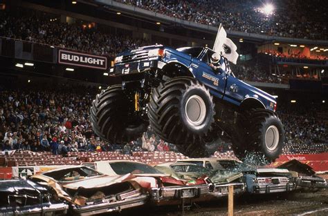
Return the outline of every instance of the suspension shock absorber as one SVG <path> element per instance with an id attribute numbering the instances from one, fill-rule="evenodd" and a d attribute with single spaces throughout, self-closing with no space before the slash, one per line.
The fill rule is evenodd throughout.
<path id="1" fill-rule="evenodd" d="M 139 104 L 140 93 L 138 91 L 136 91 L 134 94 L 134 110 L 140 110 L 140 104 Z"/>

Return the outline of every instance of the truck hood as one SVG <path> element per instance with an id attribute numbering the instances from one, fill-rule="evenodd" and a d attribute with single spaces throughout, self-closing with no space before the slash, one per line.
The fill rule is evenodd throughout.
<path id="1" fill-rule="evenodd" d="M 256 88 L 256 87 L 254 87 L 253 86 L 250 86 L 250 84 L 246 84 L 246 82 L 244 81 L 240 81 L 243 84 L 246 85 L 248 86 L 248 89 L 249 90 L 250 90 L 251 92 L 253 92 L 254 93 L 253 95 L 247 95 L 248 97 L 257 97 L 255 95 L 257 95 L 257 97 L 263 97 L 264 99 L 269 101 L 270 102 L 273 102 L 273 103 L 276 103 L 276 100 L 275 100 L 275 98 L 273 97 L 273 96 L 272 96 L 271 95 Z M 248 97 L 248 96 L 246 96 L 246 97 Z"/>
<path id="2" fill-rule="evenodd" d="M 140 52 L 140 51 L 142 52 L 142 51 L 150 50 L 153 50 L 153 49 L 158 49 L 158 48 L 163 48 L 163 45 L 152 45 L 152 46 L 142 46 L 142 47 L 140 47 L 137 49 L 134 49 L 134 50 L 120 52 L 117 56 L 119 57 L 119 56 L 129 55 L 134 54 L 136 52 Z"/>

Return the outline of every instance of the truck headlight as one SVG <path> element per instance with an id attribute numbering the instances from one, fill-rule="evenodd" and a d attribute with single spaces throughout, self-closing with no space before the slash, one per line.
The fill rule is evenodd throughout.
=-=-=-=-=
Aim of the task:
Please turn the data above into a JSON list of strings, with one string for each line and no blank lines. Leave the pictures out.

Task result:
[
  "Return the outline of every instance of the suspension shock absorber as one SVG <path> element per instance with an id attribute numbering the instances from one, fill-rule=\"evenodd\" and a d attribute with single spaces throughout, self-closing with no space before the slash, one per line.",
  "The fill rule is evenodd throughout.",
  "<path id=\"1\" fill-rule=\"evenodd\" d=\"M 139 104 L 140 93 L 138 91 L 136 91 L 134 94 L 134 110 L 140 110 L 140 104 Z\"/>",
  "Return the outline of every instance of the truck hood as one SVG <path> element per instance with an id attribute numbering the instances from one, fill-rule=\"evenodd\" and a d attribute with single spaces throughout, self-closing with no space before the slash, one per line.",
  "The fill rule is evenodd throughout.",
  "<path id=\"1\" fill-rule=\"evenodd\" d=\"M 256 88 L 256 87 L 254 87 L 253 86 L 250 86 L 250 84 L 246 84 L 246 82 L 244 81 L 240 81 L 243 84 L 246 85 L 248 86 L 248 89 L 249 90 L 250 90 L 251 92 L 253 92 L 254 93 L 253 95 L 247 95 L 248 97 L 257 97 L 255 95 L 257 95 L 257 97 L 263 97 L 264 99 L 269 101 L 270 102 L 273 102 L 273 103 L 276 103 L 276 100 L 275 100 L 275 98 L 273 97 L 273 96 L 272 96 L 271 95 Z M 248 97 L 248 96 L 246 96 L 246 97 Z\"/>",
  "<path id=\"2\" fill-rule=\"evenodd\" d=\"M 140 52 L 140 51 L 142 52 L 142 51 L 150 50 L 153 50 L 153 49 L 158 49 L 158 48 L 163 48 L 163 45 L 152 45 L 152 46 L 142 46 L 142 47 L 140 47 L 137 49 L 134 49 L 134 50 L 120 52 L 117 56 L 119 57 L 119 56 L 129 55 L 134 54 L 136 52 Z\"/>",
  "Return the outline of every instance of the truck headlight as one SVG <path> element per instance with an id attribute numbering the instances from one, fill-rule=\"evenodd\" and a d attribute with single spaces throughout, self-closing with no space before the slash, one per line.",
  "The fill rule is evenodd throughout."
]